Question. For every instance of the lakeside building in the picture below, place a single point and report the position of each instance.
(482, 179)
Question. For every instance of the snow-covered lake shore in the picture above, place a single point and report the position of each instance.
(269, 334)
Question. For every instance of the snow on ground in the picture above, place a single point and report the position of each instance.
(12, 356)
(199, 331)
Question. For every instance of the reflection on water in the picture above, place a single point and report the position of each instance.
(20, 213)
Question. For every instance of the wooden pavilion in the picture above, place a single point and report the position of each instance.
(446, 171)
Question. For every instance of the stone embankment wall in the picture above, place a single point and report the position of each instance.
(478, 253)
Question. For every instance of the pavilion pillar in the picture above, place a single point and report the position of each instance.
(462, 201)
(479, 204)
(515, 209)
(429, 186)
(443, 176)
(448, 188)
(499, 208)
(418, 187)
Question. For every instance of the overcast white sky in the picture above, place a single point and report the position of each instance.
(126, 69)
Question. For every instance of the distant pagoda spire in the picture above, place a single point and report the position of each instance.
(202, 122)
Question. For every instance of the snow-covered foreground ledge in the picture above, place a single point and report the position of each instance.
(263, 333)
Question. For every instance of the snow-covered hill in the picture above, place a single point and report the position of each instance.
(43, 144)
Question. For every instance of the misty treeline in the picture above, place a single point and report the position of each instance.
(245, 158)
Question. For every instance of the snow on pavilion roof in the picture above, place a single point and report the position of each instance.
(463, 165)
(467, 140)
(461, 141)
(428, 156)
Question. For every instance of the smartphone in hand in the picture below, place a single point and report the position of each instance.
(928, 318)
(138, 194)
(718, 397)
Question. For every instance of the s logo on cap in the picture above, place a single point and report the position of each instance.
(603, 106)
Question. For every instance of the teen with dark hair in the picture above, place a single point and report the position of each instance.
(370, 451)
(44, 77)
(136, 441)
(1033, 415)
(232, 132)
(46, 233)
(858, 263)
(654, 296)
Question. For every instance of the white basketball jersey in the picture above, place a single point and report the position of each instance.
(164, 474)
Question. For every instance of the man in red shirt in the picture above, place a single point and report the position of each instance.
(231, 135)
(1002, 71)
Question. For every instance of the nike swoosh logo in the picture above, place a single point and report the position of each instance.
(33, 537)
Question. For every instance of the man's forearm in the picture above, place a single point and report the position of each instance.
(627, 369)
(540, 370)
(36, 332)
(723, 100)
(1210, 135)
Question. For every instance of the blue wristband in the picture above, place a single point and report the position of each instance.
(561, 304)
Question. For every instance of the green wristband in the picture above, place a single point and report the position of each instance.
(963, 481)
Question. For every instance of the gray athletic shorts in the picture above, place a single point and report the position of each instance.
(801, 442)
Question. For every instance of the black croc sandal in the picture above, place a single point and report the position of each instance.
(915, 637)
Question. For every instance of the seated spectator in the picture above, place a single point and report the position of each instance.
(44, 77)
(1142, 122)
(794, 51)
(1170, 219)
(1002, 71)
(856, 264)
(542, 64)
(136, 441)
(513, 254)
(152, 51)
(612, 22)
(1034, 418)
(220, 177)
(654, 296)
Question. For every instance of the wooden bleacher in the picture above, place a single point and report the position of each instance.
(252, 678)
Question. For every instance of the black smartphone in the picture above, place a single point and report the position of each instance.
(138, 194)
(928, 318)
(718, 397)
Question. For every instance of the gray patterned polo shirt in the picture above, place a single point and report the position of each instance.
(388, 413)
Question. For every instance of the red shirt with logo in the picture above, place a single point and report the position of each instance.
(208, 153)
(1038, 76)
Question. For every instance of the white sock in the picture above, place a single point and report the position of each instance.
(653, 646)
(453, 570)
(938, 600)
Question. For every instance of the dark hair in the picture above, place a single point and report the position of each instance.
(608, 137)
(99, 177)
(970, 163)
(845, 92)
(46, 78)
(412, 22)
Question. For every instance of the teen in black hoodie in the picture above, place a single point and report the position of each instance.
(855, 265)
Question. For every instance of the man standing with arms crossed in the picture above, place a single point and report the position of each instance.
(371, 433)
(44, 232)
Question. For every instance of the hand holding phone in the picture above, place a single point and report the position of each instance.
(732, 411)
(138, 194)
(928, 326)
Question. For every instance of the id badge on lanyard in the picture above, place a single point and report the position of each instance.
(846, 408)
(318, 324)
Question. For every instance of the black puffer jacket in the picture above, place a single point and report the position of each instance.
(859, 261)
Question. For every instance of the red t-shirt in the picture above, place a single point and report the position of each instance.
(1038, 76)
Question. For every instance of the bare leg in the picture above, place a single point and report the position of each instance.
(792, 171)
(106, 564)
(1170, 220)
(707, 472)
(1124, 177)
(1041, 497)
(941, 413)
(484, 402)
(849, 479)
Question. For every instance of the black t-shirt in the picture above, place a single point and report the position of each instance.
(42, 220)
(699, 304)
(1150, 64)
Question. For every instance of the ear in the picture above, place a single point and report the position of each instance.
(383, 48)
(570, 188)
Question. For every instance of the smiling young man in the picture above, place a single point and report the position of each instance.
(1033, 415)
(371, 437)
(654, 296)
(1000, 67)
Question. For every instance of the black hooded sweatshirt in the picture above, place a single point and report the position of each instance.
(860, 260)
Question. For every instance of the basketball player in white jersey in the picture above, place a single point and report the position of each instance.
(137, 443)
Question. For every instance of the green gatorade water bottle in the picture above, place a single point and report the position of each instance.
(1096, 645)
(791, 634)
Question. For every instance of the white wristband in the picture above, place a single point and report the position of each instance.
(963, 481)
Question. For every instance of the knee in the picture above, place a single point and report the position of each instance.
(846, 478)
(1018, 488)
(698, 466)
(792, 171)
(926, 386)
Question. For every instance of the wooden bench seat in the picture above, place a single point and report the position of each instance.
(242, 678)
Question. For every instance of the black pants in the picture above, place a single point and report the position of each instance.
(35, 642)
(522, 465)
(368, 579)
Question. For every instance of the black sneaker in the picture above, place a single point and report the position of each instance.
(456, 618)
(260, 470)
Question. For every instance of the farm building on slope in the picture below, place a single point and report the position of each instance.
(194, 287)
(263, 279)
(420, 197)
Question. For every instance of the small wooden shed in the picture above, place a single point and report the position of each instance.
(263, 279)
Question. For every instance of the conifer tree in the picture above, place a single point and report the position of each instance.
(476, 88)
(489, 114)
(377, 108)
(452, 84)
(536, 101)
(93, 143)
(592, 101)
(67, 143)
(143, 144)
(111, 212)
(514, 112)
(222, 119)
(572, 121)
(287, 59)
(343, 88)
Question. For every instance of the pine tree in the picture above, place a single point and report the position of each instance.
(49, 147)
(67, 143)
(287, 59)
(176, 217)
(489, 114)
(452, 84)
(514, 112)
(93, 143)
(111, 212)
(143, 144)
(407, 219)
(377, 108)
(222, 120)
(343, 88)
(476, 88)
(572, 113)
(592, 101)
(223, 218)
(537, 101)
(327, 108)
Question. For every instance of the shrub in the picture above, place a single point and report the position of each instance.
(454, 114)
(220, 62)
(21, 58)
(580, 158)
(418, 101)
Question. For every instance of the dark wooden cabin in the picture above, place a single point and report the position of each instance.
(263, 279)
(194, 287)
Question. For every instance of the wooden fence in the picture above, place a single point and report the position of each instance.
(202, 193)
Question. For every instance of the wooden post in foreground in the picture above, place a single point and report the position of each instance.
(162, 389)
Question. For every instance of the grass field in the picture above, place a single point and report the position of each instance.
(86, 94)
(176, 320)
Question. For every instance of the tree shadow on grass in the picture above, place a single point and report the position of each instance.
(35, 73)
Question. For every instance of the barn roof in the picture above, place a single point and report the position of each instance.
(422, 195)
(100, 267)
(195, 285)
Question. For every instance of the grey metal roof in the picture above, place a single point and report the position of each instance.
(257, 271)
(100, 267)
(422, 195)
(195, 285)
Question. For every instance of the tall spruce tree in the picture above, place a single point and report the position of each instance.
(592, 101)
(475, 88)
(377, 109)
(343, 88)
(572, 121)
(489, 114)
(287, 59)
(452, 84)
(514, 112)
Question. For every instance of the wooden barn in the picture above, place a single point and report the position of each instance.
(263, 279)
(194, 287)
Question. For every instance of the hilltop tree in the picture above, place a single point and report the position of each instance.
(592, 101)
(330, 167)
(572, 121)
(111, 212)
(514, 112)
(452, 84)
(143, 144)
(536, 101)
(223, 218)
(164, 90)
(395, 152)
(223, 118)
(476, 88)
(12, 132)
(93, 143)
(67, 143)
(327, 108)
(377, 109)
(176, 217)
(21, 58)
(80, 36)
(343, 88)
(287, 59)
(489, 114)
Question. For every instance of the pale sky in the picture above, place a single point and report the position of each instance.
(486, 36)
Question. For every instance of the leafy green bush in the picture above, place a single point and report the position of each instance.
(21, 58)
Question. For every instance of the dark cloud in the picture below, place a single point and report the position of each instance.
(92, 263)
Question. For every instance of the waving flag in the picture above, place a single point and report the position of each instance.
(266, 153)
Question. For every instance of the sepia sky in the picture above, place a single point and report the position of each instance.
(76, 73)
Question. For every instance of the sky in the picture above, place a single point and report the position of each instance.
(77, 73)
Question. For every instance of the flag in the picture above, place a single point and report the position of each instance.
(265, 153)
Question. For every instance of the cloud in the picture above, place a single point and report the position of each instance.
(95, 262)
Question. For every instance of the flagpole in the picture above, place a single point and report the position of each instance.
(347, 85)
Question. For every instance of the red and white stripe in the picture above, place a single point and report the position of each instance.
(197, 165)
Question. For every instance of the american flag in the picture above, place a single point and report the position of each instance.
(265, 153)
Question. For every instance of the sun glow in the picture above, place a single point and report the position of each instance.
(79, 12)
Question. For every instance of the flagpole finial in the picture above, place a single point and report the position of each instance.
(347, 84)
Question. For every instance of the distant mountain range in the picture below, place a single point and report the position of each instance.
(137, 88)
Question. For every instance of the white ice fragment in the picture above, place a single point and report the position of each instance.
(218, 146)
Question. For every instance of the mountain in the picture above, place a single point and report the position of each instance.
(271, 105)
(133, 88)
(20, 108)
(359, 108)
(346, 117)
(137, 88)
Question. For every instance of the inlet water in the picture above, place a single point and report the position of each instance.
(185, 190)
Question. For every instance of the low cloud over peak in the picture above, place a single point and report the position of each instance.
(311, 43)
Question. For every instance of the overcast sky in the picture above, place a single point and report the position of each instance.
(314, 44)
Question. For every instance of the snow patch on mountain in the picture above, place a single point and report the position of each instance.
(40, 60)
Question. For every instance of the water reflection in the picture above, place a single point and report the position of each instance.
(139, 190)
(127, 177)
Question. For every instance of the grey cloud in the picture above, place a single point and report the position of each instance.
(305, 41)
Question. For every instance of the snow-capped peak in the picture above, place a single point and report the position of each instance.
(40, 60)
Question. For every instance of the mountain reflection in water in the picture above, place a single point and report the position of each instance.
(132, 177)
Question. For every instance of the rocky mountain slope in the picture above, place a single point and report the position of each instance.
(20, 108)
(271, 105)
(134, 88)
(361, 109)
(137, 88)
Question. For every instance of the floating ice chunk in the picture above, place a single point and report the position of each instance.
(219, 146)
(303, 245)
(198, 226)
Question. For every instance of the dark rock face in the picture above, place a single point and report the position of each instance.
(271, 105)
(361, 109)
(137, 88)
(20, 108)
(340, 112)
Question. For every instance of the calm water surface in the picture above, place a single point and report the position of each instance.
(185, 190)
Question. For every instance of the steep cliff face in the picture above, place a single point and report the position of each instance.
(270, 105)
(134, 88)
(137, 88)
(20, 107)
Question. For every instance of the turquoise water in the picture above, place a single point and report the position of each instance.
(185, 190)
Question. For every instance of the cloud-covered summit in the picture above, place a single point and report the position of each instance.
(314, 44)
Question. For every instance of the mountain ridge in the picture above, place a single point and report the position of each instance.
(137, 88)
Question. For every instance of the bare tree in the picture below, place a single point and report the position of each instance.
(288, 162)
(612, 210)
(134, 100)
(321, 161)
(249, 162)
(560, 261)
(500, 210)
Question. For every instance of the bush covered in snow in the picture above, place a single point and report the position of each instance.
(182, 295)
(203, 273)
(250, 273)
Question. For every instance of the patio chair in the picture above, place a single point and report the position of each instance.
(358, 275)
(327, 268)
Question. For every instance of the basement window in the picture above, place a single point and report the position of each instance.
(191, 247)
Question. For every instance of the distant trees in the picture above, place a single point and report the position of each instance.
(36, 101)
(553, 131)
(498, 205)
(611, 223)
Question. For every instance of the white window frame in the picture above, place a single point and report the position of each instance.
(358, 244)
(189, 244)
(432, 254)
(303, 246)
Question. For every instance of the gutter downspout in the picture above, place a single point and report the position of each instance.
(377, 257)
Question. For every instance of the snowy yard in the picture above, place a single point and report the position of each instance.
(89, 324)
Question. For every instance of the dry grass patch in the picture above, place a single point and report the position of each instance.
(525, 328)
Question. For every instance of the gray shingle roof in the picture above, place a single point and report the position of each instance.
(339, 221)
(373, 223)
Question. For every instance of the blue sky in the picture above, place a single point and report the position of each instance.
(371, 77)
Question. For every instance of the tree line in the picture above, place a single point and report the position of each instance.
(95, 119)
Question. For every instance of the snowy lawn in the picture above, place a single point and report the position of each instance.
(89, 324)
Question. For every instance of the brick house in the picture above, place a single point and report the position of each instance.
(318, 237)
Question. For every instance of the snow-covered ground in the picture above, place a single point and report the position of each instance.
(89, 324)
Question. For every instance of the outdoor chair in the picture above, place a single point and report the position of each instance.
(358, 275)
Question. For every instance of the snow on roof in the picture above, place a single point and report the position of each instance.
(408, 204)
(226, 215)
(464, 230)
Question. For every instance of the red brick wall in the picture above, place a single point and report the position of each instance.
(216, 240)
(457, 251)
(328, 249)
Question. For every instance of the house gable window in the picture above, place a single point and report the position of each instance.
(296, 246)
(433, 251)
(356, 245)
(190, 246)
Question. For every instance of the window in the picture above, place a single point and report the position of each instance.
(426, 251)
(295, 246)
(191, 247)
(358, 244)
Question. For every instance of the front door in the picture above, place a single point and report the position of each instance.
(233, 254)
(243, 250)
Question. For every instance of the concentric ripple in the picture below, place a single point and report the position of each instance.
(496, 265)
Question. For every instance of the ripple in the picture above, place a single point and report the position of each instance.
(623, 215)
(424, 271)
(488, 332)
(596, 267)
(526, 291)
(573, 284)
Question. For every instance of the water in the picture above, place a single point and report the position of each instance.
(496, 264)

Your objective => Starting from the line with "Question. For every instance of the concentric" and ending with the final line of the data, quote every line exactly, both ends included.

Solved problem =>
Question. For every instance of the concentric ripple in the picture below, place a single point and report the position of each instance.
(496, 265)
Question. For every instance of the ripple in the picture above, place a single point and report the position of each instance.
(623, 215)
(424, 271)
(488, 332)
(596, 267)
(526, 291)
(573, 284)
Question. For every instance of the water in the picture above, place a single point and report the position of each instance.
(496, 264)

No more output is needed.